> Tasks to carry out
a – Transcribe the knife review starting at "Who is the Manaka" and ending at "(Feb 21, 2022)".
b – Restate word for word the rows starting at the row that contains "of the large" and ending at the last of the rows, both included.

> Given passage
______________________________

# "Thicker" Manaka Hamono Blue #1 240mm Gyuto



## OkLobster (Feb 19, 2022)

I was about to post a mini-review in the new knife day (NKD) thread since I'm lazy but here's to doing a service for the community.

*Introduction:*

A rabbit hole in a rabbit hole. This started with browsing BST one day when I noted a Manaka 210mm Gyuto was up for sale. I wasn’t quite a fan of Manaka at first (with the tsuchime finish being a turn off for me) but something intrigued me and I checked out a few vendors. I’m a sucker for “workhorse” knives and when I learned that Miura stocked a “thicker” variant of the 240 well… that’s how this review was born.

*Measurements:*

I would probably get dogged to death for posting a review without measurements so I finally procured the tools.

Overall Length: 405mm
Blade Length: 240mm
Blade Height: 55.5mm
Blade Thickness: 5mm
Weight: 305g

*F&F: *

The spine isn't mirror polished but it is smooth and has a unique iridescent sheen which I haven't seen in any other knife. There is a bit of "wabi sabi" on the spine (and I would be annoyed with other knives) but it adds to the character of the finish. The choil is well finished and doesn't have any points that would pose an issue with extended use. In terms of the handle installation, the job is well done with flush adhesive (opposed to some makers e.g. Watanabe, TF who will do a sloppy job). The handle itself is good and I'm all but certain this is the same maker that Takada no Hamono uses — feel and looks are both the same from memory. 

*Cutting performance:*

I am no expert on grinds etc. so I will leave the photos to do the talking. This knife has a similar character IMO to my old TF Denka where it simply wants to cut through everything. I found the cutting feedback to be great and this has taken over daily duties for the most part. Other knives will cut better (e.g. Denka albeit it is much thinner) but make no mistake, the Manaka is still good.

*Takeaway: *

Who is the Manaka for? I would say that it is for someone who values fit and finish with good cutting ability. This sounds rather cliche, but there’s only so many ways you can describe a knife. A similar knife in this price range off my head is the Watanabe/Toyama “duo”. I actually briefly owned a Toyanabe which cut well but I wasn’t sure where it’d fit in my rotation. It cut well but I owned other knives that were just as good and the fit and finish was simply OK. For the price, I would actually recommend the Manaka over the Watayama. There are definitely other knives which I have left out (from not having tried them) but workhorse wise… the Manaka is the clear winner in my book.


----------



## Bensonhai (Feb 21, 2022)

Cuts right into cutting boards


----------

______________________________

> Listed entries

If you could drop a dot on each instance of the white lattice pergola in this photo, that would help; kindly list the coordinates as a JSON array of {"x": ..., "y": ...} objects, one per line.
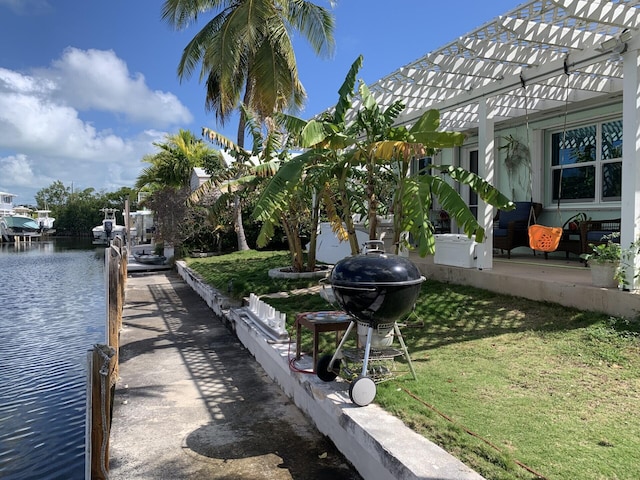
[
  {"x": 534, "y": 43},
  {"x": 535, "y": 59}
]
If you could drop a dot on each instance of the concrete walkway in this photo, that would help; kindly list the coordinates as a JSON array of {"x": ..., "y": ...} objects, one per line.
[{"x": 192, "y": 402}]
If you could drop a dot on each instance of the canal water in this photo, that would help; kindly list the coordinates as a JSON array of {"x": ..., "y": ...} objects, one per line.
[{"x": 52, "y": 311}]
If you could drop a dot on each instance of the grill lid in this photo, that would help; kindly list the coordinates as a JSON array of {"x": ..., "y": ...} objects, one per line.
[{"x": 375, "y": 269}]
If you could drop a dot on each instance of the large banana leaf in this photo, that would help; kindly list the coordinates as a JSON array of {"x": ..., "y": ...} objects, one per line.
[
  {"x": 484, "y": 189},
  {"x": 346, "y": 91}
]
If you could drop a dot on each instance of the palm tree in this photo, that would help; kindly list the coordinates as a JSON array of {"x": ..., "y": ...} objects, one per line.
[
  {"x": 245, "y": 51},
  {"x": 173, "y": 164},
  {"x": 371, "y": 144},
  {"x": 168, "y": 177}
]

______________________________

> Answers to the exercise
a –
Who is the Manaka for? I would say that it is for someone who values fit and finish with good cutting ability. This sounds rather cliche, but there’s only so many ways you can describe a knife. A similar knife in this price range off my head is the Watanabe/Toyama “duo”. I actually briefly owned a Toyanabe which cut well but I wasn’t sure where it’d fit in my rotation. It cut well but I owned other knives that were just as good and the fit and finish was simply OK. For the price, I would actually recommend the Manaka over the Watayama. There are definitely other knives which I have left out (from not having tried them) but workhorse wise… the Manaka is the clear winner in my book.


----------



## Bensonhai (Feb 21, 2022)

b –
If you could drop a dot on each instance of the large banana leaf in this photo, that would help; kindly list the coordinates as a JSON array of {"x": ..., "y": ...} objects, one per line.
[
  {"x": 484, "y": 189},
  {"x": 346, "y": 91}
]
If you could drop a dot on each instance of the palm tree in this photo, that would help; kindly list the coordinates as a JSON array of {"x": ..., "y": ...} objects, one per line.
[
  {"x": 245, "y": 51},
  {"x": 173, "y": 164},
  {"x": 371, "y": 144},
  {"x": 168, "y": 177}
]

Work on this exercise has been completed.